(Coordinate labeling data)
** begin **

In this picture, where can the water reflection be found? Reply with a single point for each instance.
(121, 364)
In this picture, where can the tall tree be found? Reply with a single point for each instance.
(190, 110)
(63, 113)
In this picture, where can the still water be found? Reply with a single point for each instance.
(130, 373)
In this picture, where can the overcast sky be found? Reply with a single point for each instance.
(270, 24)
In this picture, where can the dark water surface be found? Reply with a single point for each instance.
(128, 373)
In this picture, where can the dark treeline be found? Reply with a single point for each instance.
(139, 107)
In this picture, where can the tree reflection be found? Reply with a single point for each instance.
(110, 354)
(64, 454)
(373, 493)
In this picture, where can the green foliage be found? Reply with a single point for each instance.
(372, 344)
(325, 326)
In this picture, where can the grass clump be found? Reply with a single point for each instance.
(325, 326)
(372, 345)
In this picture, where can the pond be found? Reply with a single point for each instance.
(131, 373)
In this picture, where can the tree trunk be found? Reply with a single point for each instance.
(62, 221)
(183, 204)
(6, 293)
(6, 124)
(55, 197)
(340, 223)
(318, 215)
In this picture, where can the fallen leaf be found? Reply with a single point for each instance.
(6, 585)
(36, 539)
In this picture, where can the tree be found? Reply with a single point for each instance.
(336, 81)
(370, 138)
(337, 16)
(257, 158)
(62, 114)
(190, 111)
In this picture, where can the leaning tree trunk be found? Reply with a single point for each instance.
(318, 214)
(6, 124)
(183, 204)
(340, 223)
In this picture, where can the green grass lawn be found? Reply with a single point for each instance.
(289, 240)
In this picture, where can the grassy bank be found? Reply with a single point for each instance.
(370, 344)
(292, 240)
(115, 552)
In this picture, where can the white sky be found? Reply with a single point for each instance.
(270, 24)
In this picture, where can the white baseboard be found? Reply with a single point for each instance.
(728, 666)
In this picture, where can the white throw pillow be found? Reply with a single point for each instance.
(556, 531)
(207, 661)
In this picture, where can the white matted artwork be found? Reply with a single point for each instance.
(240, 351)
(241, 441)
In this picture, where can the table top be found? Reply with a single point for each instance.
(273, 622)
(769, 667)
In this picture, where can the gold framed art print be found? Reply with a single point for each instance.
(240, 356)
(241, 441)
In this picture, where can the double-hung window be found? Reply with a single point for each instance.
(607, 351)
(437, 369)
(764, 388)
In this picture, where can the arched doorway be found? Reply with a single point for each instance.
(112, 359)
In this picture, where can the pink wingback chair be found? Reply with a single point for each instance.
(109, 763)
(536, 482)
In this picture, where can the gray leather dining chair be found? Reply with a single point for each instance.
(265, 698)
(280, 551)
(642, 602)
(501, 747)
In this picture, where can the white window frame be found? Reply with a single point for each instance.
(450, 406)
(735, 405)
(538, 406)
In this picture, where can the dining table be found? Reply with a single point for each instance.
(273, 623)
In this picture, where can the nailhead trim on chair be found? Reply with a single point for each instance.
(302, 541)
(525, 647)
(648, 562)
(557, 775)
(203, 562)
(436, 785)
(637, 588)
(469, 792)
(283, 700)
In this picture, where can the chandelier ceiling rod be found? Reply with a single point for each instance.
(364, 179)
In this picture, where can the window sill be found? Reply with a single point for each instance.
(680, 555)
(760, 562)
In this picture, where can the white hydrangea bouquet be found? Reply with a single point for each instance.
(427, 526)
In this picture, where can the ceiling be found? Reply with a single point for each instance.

** end **

EXERCISE DIRECTIONS = Write out the entire listing exactly.

ANSWER TO THE TASK =
In this picture, where can the water reflection be found? Reply with a single point for each instance.
(121, 364)
In this picture, where can the tall tree be found? Reply with a single point for each instance.
(190, 110)
(63, 113)
In this picture, where can the still water be found? Reply with a single point for each instance.
(130, 373)
In this picture, where can the overcast sky be found? Reply with a single point for each instance.
(270, 24)
In this picture, where can the dark water surface be found? Reply with a single point for each instance.
(128, 373)
In this picture, where can the dark treeline be found? Reply with a single point for each instance.
(139, 107)
In this picture, where can the tree reflection be found? Reply with a single point for each instance.
(110, 354)
(64, 454)
(373, 493)
In this picture, where can the green foliage be found? Reply with a single point for each instance.
(372, 344)
(325, 326)
In this picture, where can the grass clump be found? Reply with a single point for each instance.
(325, 326)
(372, 345)
In this picture, where can the pond be found? Reply with a single point for each instance.
(131, 373)
In this picture, where can the tree trunk be found? Reply with a single point for each instance.
(62, 221)
(183, 204)
(6, 293)
(6, 124)
(55, 197)
(340, 223)
(318, 215)
In this picture, where can the fallen leaf be found? Reply with a single point for each instance.
(6, 585)
(36, 539)
In this picture, where can the tree be found? Reply with a single point for each instance.
(336, 81)
(370, 138)
(337, 16)
(257, 158)
(62, 114)
(190, 111)
In this picture, where can the leaning tree trunk be found? Reply with a single point for each instance.
(318, 214)
(6, 124)
(183, 204)
(340, 223)
In this picture, where can the green grass lawn be found? Reply with a single point for each instance.
(289, 240)
In this picture, where can the grassy bank be found? Reply with a single point for each instance.
(370, 344)
(292, 240)
(115, 552)
In this picture, where can the white sky be found? Reply with a single point for each instance.
(270, 24)
In this picture, where can the white baseboard be found? Reply with a single point for each instance.
(728, 666)
In this picture, where can the white throw pillow be found? Reply with a single point for each instance.
(556, 531)
(207, 661)
In this picture, where can the white matted artwork be found? Reply with a single point for each instance.
(240, 351)
(241, 441)
In this picture, where can the table top be found? Reply with a single point for each instance.
(273, 622)
(769, 667)
In this picture, where can the gold framed art print be found? Reply with a single point for each instance.
(240, 356)
(241, 441)
In this picture, where can the double-hung window be found? Reply with a single point for each instance.
(607, 351)
(437, 369)
(764, 388)
In this picture, where can the arched doorway be found? Reply with a single point for each instance.
(112, 359)
In this picture, where can the pink wingback chair be found? Reply with a single point for each instance.
(109, 763)
(536, 482)
In this picture, where can the gray leather dining chair be found? Reply with a single point for each instance.
(265, 698)
(280, 551)
(642, 602)
(501, 747)
In this picture, where can the white window frame be found? Reply with a single point for each instance.
(450, 406)
(735, 405)
(538, 406)
In this picture, where can the dining table be found? Reply with a single point for each instance.
(273, 623)
In this picture, where can the nailhead trim on chair be found? Reply with a single point for each instance.
(302, 541)
(525, 647)
(648, 562)
(557, 775)
(203, 562)
(436, 785)
(637, 588)
(469, 792)
(283, 700)
In this picture, where can the chandelier ceiling rod be found? Reply with a single point for each instance.
(364, 179)
In this picture, where can the window sill be found? Reply with a single point for each instance.
(680, 555)
(760, 562)
In this picture, where can the white hydrangea bouquet be found? Reply with a single point for each instance.
(427, 526)
In this picture, where can the ceiling be found? Reply with a single point for each instance.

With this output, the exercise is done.